Provided text START

Computers are helping scientists design proteins, molecules made of amino acids that do important jobs in the body. The way amino acids fold into a 3D shape decides what the protein can do, like fighting disease. Creating new proteins for medicines is hard because it’s tricky to predict which amino acid order will fold into the right shape. This process is called inverse protein folding, where scientists figure out the amino acid sequence needed for a specific 3D protein structure.
Machine learning (ML) is being used to make better predictions for inverse protein folding. Scientists train ML models with lots of information about known proteins to guess which amino acid sequences will form useful shapes. A new ML tool called MapDiff was created by researchers from the University of Sheffield, AstraZeneca, and the University of Southampton. In tests, MapDiff was better at predicting the right amino acid sequences than other top AI tools.

Provided text END
Records START

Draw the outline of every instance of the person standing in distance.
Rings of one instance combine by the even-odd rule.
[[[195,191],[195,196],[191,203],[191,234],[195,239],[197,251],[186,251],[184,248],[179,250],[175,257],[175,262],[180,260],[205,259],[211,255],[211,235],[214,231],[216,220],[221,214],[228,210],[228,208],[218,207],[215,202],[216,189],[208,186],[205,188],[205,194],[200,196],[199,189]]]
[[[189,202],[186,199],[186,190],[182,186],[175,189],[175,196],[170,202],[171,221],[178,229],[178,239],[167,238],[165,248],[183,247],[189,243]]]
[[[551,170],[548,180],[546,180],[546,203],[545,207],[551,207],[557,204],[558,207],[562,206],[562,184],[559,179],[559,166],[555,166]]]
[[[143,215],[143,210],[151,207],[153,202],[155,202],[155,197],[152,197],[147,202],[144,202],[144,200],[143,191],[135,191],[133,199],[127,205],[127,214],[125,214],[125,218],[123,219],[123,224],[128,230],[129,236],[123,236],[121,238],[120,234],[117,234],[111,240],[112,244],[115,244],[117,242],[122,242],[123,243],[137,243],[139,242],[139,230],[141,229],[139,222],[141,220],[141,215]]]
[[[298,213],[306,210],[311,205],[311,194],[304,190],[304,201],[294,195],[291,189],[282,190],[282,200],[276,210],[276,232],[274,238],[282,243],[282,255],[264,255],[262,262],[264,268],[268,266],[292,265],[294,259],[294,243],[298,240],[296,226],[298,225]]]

Records END

According to the text on computer-aided protein design, which institutions were the researchers who created MapDiff from?

**Output below**
The University of Sheffield, AstraZeneca, and the University of Southampton.